Prompt 1 →
In the blog post on education below, reproduce the passage starting at "So upbringing and" and ending at "it doesn't help.".
Prompt 2 →
Answer these questions using the blog post on education below:
(a) Which painting is named in the caption near the top, and who painted it?
(b) How many forms of education does the writer say they see?
(c) What did the writer discover at school that the parents apparently didn't know?
Prompt 3 →
Summarize the blog post on education below in two sentences.

Provided text →

------------------------------------------------

Thursday, October 13, 2016

Book Learning and Other Things

Rue sous la neige, Argenteuil - Claude Monet (Source)
An interesting piece over at Maggie's Farm got me to thinking. (Which can be somewhat dangerous as those who know me can attest. Oh yeah, I could have given you the direct link to the article, but you really need to visit the Farm. I ask myself why it took me so long to find it! But I digress.)

What, exactly, is education? What is its purpose and are we doing a good job of it?

I see education taking four different forms, some of which continue until the day your number is up and it's time to join the choir invisible.

First of all there is education in one's early childhood. This we get from our parents and other relatives. If one is an older sibling, one might participate in the education of one's younger siblings. (Which can be unpleasant for the younger siblings if the eldest is a bit of an insufferable ego maniac. Which of course I was not. Overbearing at times? Yes. Insufferable? Well, you'd have to ask my brothers.)

This early time is when you learn the framework within which you will operate throughout life, where you get the lens through which you see the world outside of the family home. If the early years are bad, chances are the rest of your life is not going to go well.

So upbringing and the environment within which it takes place is, to my mind, critical. One can't plant crops in poor soil and expect award winning produce. It doesn't doom one to failure but it doesn't help.

Secondly, after the home, there is the peer group, the kids you hang with but aren't related to. In my neighborhood I was the oldest kid, so I got my own way, most of the time. I was, I like to think, a benevolent dictator. But dictator I was, in many ways. Going off to school made me realize that while I was the biggest fish in my neighborhood pond, there were much larger ponds out there. Some of the fish were even bigger than me!

Going to school and meeting other kids one's own age was interesting, broadening, and enlightening. For one thing I discovered numerous new cuss words which apparently my parents didn't even know. I was disabused of that notion the first time I exercised my new vocabulary in front of my Dad. I didn't get my butt smacked but I was educated in those words which shouldn't ever be used. Especially if the grown-ups are around.

Sometimes you learn from your peer group what not to do. Sometimes you learn the hard way.

------------------------------------------------

[Dataset entries]
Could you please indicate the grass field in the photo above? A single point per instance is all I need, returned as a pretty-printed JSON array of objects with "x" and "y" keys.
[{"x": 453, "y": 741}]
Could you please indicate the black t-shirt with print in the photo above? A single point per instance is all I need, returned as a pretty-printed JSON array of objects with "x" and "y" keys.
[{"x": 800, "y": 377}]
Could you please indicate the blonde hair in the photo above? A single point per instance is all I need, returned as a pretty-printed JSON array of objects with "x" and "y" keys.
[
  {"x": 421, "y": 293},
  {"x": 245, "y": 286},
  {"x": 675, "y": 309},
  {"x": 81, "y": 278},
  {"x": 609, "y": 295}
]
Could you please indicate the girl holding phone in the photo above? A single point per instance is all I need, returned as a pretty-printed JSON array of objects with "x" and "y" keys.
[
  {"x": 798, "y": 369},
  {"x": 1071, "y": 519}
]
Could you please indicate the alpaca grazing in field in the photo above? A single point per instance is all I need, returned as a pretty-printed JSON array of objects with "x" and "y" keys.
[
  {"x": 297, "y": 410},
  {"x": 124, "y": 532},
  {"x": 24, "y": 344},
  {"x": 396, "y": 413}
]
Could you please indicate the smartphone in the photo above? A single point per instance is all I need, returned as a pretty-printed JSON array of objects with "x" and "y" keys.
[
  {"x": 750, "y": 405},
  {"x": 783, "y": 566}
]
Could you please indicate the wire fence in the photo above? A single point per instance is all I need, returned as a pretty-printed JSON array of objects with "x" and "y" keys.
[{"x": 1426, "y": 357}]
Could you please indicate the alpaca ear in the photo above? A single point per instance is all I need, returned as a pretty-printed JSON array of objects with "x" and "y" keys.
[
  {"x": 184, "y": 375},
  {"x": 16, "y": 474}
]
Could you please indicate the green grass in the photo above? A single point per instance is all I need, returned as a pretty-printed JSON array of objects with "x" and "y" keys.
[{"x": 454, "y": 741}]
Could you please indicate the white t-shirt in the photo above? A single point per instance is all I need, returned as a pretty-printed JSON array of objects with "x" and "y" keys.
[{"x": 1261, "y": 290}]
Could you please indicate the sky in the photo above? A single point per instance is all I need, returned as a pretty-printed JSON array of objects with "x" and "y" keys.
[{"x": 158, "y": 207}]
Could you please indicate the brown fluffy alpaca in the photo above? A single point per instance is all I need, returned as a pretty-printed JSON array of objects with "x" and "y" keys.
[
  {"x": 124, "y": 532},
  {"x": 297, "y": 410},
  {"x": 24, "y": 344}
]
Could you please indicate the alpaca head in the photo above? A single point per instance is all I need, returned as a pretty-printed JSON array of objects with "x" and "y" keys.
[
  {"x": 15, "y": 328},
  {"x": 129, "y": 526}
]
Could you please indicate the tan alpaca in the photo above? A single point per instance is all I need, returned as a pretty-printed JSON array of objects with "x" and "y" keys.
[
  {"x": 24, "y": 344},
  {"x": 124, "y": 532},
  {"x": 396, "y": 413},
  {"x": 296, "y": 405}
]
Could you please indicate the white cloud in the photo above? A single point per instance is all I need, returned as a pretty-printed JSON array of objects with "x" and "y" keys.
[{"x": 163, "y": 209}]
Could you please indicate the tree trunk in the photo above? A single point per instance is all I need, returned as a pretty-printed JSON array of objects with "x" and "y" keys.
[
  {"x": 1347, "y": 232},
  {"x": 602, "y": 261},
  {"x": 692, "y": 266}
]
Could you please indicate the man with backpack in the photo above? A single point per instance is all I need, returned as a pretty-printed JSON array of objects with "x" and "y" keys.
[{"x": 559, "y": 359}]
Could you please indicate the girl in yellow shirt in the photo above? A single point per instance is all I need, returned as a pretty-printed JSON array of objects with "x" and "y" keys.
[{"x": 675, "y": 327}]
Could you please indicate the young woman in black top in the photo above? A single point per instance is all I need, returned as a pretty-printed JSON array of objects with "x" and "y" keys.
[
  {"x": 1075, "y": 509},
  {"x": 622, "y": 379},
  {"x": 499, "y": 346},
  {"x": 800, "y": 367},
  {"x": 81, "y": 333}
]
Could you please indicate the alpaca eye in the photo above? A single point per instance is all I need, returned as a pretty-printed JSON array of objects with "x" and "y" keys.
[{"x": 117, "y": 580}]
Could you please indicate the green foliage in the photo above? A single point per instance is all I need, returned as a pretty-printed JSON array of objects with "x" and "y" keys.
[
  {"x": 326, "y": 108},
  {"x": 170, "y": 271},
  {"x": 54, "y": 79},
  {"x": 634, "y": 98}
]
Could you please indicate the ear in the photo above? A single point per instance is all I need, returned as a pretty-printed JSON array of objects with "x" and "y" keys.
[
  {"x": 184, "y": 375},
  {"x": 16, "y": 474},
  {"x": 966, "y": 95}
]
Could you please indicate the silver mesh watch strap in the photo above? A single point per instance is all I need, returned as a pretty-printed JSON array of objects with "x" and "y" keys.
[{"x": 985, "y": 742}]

------------------------------------------------

Problem solution 1 →
So upbringing and the environment within which it takes place is, to my mind, critical. One can't plant crops in poor soil and expect award winning produce. It doesn't doom one to failure but it doesn't help.

Problem solution 2 →
(a) "Rue sous la neige, Argenteuil," by Claude Monet.
(b) Four.
(c) Numerous new cuss words.

Problem solution 3 →
After reading a piece at Maggie's Farm, the writer asks what education is and names four forms it takes, starting with early childhood learning from parents and relatives, which gives the lens for seeing the world. The second form is the peer group, where the writer, the oldest kid in the neighborhood, found bigger fish at school, picked up new cuss words, and learned that peers can teach what not to do.